▸ Exercise details
How many lines in the items below contain the word "hanging"? Reply with the number alone.

[A block of data]
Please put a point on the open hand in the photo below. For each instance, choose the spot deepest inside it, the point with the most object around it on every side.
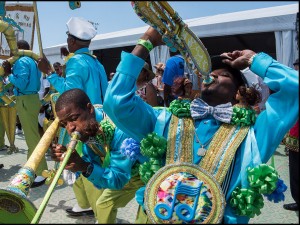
(44, 65)
(238, 59)
(7, 67)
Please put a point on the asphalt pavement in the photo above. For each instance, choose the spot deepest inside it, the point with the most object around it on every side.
(63, 196)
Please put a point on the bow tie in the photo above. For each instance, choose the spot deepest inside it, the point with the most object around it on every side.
(200, 109)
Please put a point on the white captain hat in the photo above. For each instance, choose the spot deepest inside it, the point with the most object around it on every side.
(81, 29)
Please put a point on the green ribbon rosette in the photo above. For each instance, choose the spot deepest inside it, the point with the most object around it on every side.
(148, 169)
(106, 139)
(243, 116)
(135, 169)
(263, 178)
(108, 130)
(153, 146)
(180, 108)
(246, 202)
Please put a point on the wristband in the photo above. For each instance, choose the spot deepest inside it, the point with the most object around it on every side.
(50, 73)
(89, 170)
(251, 60)
(147, 44)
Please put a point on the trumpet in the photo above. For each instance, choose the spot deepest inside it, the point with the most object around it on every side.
(176, 35)
(75, 136)
(14, 204)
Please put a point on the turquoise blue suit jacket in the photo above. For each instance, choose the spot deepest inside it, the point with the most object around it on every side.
(136, 118)
(117, 174)
(83, 72)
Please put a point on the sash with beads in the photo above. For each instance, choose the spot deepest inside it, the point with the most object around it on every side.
(182, 192)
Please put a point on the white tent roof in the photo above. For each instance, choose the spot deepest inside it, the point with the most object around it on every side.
(242, 22)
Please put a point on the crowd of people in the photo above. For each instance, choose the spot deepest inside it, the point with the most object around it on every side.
(143, 132)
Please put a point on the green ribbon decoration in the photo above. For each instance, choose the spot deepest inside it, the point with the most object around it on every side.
(180, 108)
(263, 178)
(148, 169)
(106, 160)
(243, 116)
(105, 139)
(108, 130)
(135, 169)
(246, 202)
(153, 146)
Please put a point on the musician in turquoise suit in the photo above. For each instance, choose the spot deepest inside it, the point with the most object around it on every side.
(234, 148)
(98, 157)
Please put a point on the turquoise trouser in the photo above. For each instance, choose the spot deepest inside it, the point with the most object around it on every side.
(105, 202)
(28, 107)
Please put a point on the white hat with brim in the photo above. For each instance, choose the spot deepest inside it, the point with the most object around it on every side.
(81, 29)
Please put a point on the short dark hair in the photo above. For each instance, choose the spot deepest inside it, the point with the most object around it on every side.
(56, 64)
(22, 44)
(75, 96)
(239, 79)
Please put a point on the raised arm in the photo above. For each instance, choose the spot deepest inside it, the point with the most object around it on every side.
(282, 106)
(128, 111)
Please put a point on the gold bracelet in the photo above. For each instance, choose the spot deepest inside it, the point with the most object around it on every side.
(251, 60)
(146, 43)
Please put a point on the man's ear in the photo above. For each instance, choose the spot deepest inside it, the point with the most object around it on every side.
(90, 108)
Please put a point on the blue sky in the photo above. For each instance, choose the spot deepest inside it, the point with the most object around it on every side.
(119, 15)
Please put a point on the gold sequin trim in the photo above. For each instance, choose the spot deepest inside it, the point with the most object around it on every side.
(223, 143)
(185, 152)
(230, 153)
(171, 140)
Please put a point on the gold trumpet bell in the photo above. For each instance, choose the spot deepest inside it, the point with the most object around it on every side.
(176, 35)
(15, 208)
(9, 117)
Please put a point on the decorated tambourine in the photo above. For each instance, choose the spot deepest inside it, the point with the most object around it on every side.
(184, 193)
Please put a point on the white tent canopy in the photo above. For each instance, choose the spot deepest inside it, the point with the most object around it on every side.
(279, 19)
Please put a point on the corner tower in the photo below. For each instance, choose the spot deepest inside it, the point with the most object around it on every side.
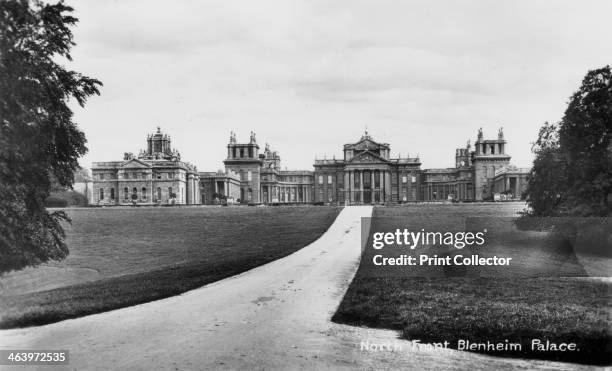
(489, 155)
(243, 159)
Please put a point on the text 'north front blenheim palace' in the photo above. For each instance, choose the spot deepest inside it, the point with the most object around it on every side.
(366, 174)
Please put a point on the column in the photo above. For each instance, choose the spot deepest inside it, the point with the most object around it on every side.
(347, 186)
(372, 186)
(387, 186)
(381, 186)
(352, 185)
(361, 186)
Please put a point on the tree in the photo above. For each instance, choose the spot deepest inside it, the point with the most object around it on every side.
(585, 138)
(546, 188)
(572, 170)
(39, 142)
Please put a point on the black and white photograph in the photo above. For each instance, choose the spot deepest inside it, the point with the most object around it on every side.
(305, 185)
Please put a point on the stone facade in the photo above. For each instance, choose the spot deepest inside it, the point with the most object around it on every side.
(366, 174)
(156, 176)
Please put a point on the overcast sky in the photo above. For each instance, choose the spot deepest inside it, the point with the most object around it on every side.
(309, 76)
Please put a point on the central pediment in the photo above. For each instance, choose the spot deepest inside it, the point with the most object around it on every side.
(135, 163)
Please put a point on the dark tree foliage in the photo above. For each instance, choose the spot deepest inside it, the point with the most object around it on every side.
(547, 188)
(39, 142)
(572, 172)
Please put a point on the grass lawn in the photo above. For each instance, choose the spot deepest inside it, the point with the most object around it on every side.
(494, 308)
(124, 256)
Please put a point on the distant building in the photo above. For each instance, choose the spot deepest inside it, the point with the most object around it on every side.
(156, 176)
(253, 177)
(366, 174)
(369, 175)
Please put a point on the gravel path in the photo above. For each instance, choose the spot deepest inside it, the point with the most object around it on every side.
(272, 317)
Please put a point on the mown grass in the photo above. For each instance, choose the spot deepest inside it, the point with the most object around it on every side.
(496, 308)
(148, 254)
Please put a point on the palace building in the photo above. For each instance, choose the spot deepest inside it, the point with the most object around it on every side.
(366, 174)
(156, 176)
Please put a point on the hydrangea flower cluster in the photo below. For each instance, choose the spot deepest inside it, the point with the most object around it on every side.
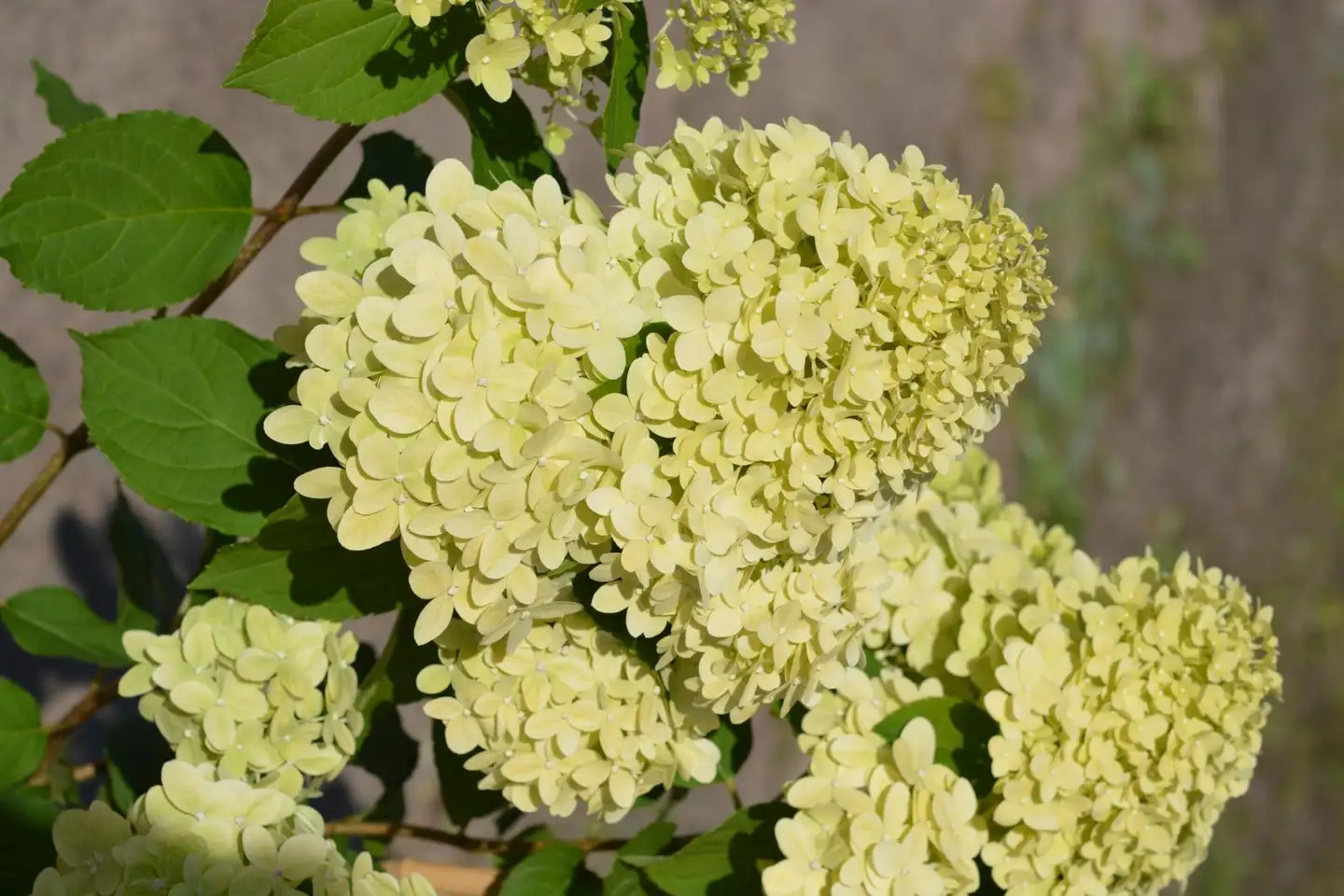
(875, 817)
(196, 834)
(839, 328)
(568, 716)
(259, 696)
(1129, 703)
(703, 406)
(556, 45)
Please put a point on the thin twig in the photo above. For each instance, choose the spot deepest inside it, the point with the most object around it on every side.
(98, 694)
(446, 880)
(69, 448)
(280, 216)
(275, 217)
(390, 831)
(78, 774)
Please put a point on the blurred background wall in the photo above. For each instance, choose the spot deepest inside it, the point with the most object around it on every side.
(1183, 156)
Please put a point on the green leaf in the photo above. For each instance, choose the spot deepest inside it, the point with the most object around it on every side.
(464, 801)
(629, 76)
(176, 406)
(393, 160)
(23, 402)
(724, 860)
(129, 213)
(147, 587)
(136, 757)
(26, 819)
(554, 869)
(21, 740)
(57, 623)
(734, 743)
(64, 109)
(353, 61)
(625, 877)
(296, 566)
(961, 730)
(506, 144)
(391, 755)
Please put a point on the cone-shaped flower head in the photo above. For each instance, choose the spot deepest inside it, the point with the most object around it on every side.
(556, 46)
(263, 697)
(196, 834)
(1129, 703)
(875, 816)
(571, 715)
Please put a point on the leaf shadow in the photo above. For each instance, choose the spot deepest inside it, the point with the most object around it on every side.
(217, 146)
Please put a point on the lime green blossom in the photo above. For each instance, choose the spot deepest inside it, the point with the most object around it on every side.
(461, 415)
(1127, 727)
(261, 696)
(875, 817)
(567, 716)
(198, 834)
(1130, 703)
(721, 36)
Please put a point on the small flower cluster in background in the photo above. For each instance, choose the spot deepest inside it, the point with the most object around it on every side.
(875, 816)
(196, 834)
(558, 45)
(568, 716)
(703, 406)
(259, 696)
(1129, 704)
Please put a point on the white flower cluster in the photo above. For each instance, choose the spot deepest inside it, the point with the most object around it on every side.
(556, 45)
(839, 329)
(568, 716)
(875, 817)
(1129, 703)
(262, 697)
(705, 403)
(199, 835)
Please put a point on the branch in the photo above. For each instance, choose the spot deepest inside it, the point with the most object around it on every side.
(70, 446)
(277, 217)
(390, 831)
(98, 694)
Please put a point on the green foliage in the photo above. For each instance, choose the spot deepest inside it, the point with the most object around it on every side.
(147, 589)
(961, 730)
(391, 755)
(296, 566)
(734, 742)
(57, 623)
(21, 737)
(724, 860)
(1115, 225)
(625, 88)
(625, 877)
(506, 144)
(464, 801)
(351, 61)
(64, 109)
(176, 406)
(23, 402)
(26, 819)
(136, 754)
(391, 159)
(129, 213)
(555, 869)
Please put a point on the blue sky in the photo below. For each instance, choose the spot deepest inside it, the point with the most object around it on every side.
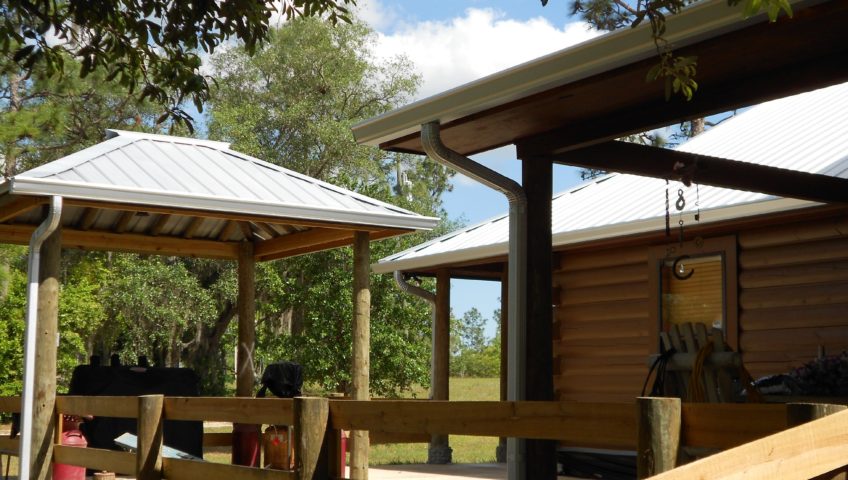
(454, 42)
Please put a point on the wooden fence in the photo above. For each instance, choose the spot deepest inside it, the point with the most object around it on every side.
(648, 428)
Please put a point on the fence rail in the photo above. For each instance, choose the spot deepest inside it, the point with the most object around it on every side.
(810, 449)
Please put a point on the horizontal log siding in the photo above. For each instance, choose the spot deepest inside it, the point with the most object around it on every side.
(601, 325)
(793, 282)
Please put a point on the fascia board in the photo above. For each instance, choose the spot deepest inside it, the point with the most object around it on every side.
(700, 21)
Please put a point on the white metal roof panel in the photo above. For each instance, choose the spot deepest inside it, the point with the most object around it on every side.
(805, 132)
(131, 167)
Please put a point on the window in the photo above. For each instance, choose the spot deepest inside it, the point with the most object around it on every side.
(694, 283)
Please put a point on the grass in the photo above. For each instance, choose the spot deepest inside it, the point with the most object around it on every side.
(466, 449)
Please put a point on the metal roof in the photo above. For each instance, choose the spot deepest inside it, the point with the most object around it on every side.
(466, 108)
(805, 132)
(200, 190)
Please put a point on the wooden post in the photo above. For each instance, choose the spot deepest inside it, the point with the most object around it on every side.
(537, 178)
(500, 450)
(150, 424)
(361, 349)
(440, 451)
(800, 413)
(247, 320)
(311, 420)
(658, 442)
(47, 335)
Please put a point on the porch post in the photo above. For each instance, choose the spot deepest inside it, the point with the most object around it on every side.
(440, 451)
(43, 413)
(537, 180)
(361, 349)
(247, 320)
(500, 450)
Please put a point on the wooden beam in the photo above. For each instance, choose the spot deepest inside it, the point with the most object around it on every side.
(13, 205)
(734, 92)
(150, 430)
(107, 241)
(703, 169)
(156, 229)
(659, 435)
(537, 180)
(89, 215)
(247, 320)
(47, 325)
(227, 231)
(215, 214)
(191, 229)
(124, 222)
(439, 451)
(286, 245)
(360, 375)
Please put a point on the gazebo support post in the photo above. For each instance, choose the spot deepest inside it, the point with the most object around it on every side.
(247, 320)
(440, 451)
(541, 454)
(246, 438)
(43, 414)
(500, 450)
(361, 349)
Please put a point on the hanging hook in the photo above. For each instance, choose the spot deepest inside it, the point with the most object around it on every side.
(678, 273)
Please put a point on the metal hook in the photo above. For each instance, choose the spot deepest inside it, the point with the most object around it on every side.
(675, 272)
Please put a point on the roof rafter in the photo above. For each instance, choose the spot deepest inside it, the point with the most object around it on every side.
(706, 170)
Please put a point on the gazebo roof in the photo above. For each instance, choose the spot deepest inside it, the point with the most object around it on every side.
(616, 205)
(180, 196)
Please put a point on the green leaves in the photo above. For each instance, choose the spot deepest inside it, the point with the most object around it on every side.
(152, 40)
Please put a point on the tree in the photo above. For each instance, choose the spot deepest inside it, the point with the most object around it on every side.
(150, 47)
(292, 103)
(678, 72)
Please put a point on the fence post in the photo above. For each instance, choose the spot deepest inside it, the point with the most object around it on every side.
(659, 435)
(311, 415)
(149, 451)
(800, 413)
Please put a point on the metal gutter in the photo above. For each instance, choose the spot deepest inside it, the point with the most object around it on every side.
(41, 233)
(134, 195)
(700, 21)
(439, 152)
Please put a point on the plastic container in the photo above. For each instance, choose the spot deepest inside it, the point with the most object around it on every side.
(246, 445)
(70, 438)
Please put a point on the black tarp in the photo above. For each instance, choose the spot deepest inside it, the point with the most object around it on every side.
(135, 381)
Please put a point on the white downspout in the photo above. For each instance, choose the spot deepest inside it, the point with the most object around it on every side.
(430, 297)
(432, 143)
(41, 233)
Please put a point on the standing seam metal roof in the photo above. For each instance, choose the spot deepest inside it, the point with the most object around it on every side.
(805, 132)
(178, 172)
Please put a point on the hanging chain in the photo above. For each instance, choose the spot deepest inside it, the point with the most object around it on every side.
(667, 214)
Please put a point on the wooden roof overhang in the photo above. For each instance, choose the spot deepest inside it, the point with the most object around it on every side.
(163, 230)
(740, 63)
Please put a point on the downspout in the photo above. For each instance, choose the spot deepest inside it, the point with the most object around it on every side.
(41, 233)
(436, 150)
(428, 296)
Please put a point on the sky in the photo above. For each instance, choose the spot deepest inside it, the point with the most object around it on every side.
(453, 42)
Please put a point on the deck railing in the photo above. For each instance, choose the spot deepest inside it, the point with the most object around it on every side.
(702, 428)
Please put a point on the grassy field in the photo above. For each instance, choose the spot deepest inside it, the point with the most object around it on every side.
(465, 449)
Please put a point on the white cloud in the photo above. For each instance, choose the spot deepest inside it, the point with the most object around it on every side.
(456, 51)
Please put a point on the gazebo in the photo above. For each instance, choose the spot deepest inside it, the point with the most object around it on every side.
(569, 107)
(164, 195)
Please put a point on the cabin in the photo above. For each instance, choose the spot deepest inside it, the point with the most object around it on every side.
(770, 272)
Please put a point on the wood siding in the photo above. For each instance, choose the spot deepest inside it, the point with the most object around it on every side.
(792, 300)
(793, 281)
(601, 325)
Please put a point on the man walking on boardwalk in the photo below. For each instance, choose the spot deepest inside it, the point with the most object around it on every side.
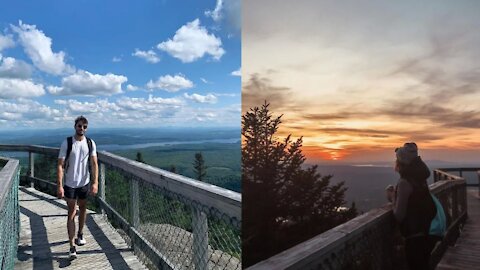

▸ Task response
2